- **Written problem**:
Reproduce the material below verbatim, omitting the picture from your reproduction.

— START —

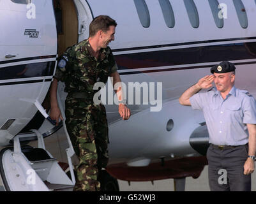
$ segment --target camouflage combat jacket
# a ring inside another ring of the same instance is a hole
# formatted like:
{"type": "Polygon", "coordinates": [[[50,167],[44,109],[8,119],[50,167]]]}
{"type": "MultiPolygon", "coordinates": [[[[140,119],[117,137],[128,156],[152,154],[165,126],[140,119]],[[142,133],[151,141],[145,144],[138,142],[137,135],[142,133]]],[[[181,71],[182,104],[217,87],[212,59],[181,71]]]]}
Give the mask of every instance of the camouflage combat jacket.
{"type": "Polygon", "coordinates": [[[54,78],[65,84],[68,98],[74,93],[84,93],[87,100],[92,100],[98,90],[93,90],[96,82],[106,84],[108,76],[117,70],[110,48],[102,48],[98,59],[92,55],[89,40],[68,47],[60,59],[64,59],[64,67],[57,66],[54,78]]]}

— END —

- **Answer below**:
$ segment --target camouflage combat jacket
# a ring inside another ring of the same instance is a hole
# formatted like:
{"type": "Polygon", "coordinates": [[[50,167],[44,109],[8,119],[50,167]]]}
{"type": "MultiPolygon", "coordinates": [[[[140,119],[117,137],[128,156],[152,154],[165,126],[140,119]],[[142,133],[151,141],[145,144],[138,142],[137,135],[142,133]]],[[[181,71],[182,104],[217,87],[212,59],[181,71]]]]}
Give the mask of every instance of the camouflage combat jacket.
{"type": "Polygon", "coordinates": [[[54,78],[65,84],[68,98],[74,93],[84,93],[87,100],[92,100],[98,90],[93,90],[96,82],[106,84],[108,76],[117,70],[110,48],[102,48],[98,59],[92,55],[89,40],[68,47],[60,59],[64,59],[64,67],[57,66],[54,78]]]}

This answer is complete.